Point annotation records
◆ ◆ ◆
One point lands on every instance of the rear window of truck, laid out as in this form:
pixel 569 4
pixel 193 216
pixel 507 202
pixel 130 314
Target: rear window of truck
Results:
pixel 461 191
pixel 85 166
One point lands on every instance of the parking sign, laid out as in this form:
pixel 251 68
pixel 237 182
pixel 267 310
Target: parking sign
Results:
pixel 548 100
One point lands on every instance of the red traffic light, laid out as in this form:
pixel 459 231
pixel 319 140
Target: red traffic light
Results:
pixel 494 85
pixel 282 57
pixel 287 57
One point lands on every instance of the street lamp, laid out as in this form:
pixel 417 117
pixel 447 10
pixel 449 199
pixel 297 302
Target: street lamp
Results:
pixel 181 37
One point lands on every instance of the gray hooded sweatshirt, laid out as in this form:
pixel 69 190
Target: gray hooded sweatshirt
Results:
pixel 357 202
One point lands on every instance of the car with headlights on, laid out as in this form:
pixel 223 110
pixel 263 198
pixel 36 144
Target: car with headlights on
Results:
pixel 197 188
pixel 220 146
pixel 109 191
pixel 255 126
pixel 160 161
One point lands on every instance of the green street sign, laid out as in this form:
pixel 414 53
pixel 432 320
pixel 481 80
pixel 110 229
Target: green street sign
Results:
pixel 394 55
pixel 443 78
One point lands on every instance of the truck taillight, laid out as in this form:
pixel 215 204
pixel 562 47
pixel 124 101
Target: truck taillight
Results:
◆ ◆ ◆
Exercise description: From the "One point lands on every instance of the street" line to the close of the listing, restate each line word for word.

Result of this task:
One point lands on every instance of the street lamp, laid out as in this form:
pixel 417 117
pixel 447 10
pixel 449 199
pixel 297 302
Target: street lamp
Results:
pixel 181 37
One point lands on every instance of the gray hooded sweatshirt, laid out as in this form:
pixel 69 190
Target: gray hooded sweatshirt
Results:
pixel 357 202
One point lands on every instance of the car with headlights on, laid out as in this form:
pixel 223 110
pixel 263 198
pixel 36 144
Target: car with headlights on
Results:
pixel 197 188
pixel 220 146
pixel 109 191
pixel 255 126
pixel 160 161
One point lands on every instance of the green street sign, laid out as in this form:
pixel 414 53
pixel 432 320
pixel 481 80
pixel 110 229
Target: green street sign
Results:
pixel 394 55
pixel 443 78
One point lands on every instance of the truck taillight, laid out as in this form:
pixel 215 204
pixel 562 47
pixel 124 101
Target: truck taillight
Results:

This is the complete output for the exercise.